▶ DESCRIPTION OF THE TASK
Write out exactly the lines from the one containing "Could you please spot the palestinian" through the last line of the records below, and no others.

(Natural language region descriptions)

[Start of Attachment]

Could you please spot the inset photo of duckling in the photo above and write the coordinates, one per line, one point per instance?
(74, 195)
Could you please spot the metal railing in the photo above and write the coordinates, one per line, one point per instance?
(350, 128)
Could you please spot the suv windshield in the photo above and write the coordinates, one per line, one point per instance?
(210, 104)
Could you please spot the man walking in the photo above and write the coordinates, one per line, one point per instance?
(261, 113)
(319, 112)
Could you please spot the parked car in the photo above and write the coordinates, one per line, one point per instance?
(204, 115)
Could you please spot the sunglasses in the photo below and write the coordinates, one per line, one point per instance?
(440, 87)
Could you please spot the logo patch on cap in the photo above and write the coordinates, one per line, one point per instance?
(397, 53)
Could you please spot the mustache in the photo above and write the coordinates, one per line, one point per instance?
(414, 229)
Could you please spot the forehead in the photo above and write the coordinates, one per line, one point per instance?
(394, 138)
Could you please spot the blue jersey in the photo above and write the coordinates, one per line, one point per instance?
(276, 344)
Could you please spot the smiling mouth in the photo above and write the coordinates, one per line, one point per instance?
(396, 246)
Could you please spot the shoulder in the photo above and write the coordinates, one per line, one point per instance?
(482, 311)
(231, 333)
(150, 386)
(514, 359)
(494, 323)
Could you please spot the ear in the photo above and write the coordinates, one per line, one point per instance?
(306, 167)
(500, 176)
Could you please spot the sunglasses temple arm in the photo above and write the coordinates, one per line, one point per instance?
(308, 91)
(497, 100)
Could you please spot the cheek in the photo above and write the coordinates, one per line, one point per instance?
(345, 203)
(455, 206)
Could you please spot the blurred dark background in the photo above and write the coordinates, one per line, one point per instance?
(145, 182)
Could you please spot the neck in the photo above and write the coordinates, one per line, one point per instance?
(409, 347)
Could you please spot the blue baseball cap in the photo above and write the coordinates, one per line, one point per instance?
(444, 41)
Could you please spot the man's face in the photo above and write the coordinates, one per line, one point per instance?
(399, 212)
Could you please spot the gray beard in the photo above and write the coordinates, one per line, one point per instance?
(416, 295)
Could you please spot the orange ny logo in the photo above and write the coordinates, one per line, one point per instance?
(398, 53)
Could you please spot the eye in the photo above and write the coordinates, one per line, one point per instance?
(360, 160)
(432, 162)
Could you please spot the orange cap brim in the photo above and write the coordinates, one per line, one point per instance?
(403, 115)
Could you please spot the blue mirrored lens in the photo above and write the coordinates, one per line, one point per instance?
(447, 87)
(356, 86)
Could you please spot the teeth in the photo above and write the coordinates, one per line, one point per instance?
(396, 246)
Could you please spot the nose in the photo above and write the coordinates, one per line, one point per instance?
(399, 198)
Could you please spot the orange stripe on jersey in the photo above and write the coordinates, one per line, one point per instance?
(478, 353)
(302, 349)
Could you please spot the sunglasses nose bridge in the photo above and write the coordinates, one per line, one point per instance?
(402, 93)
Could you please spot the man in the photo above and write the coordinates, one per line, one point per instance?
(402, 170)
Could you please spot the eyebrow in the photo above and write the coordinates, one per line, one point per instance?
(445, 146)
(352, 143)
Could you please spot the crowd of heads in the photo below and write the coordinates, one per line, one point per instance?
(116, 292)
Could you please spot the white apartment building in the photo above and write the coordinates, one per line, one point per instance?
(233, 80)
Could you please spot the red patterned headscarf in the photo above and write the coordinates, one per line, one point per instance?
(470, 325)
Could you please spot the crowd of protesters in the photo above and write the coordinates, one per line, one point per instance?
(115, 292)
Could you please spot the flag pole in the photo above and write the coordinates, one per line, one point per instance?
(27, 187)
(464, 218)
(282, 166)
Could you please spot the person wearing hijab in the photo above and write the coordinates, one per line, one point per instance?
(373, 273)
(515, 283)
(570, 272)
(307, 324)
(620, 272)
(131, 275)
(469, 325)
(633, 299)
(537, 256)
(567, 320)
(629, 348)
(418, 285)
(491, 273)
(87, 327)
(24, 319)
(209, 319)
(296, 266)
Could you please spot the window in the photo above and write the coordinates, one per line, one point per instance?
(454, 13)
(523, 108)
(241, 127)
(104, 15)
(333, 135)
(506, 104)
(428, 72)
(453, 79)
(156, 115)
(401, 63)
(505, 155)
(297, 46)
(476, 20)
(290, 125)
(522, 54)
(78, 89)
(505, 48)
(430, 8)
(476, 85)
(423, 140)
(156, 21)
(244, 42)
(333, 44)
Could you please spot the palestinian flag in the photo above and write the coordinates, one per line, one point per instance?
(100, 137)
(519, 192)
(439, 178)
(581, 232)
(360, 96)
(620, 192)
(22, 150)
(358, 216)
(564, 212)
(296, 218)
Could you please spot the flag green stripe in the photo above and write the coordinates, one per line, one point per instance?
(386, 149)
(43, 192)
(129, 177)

[End of Attachment]

▶ RESPONSE AREA
Could you please spot the palestinian flag in the photo above and write the coordinates, one per line, one point per instance?
(100, 137)
(519, 192)
(439, 178)
(581, 232)
(360, 96)
(620, 192)
(22, 150)
(358, 216)
(564, 212)
(296, 218)
Could you please spot the flag green stripe in the photo above and write the coordinates, one per line, one point per instance?
(386, 149)
(43, 192)
(129, 177)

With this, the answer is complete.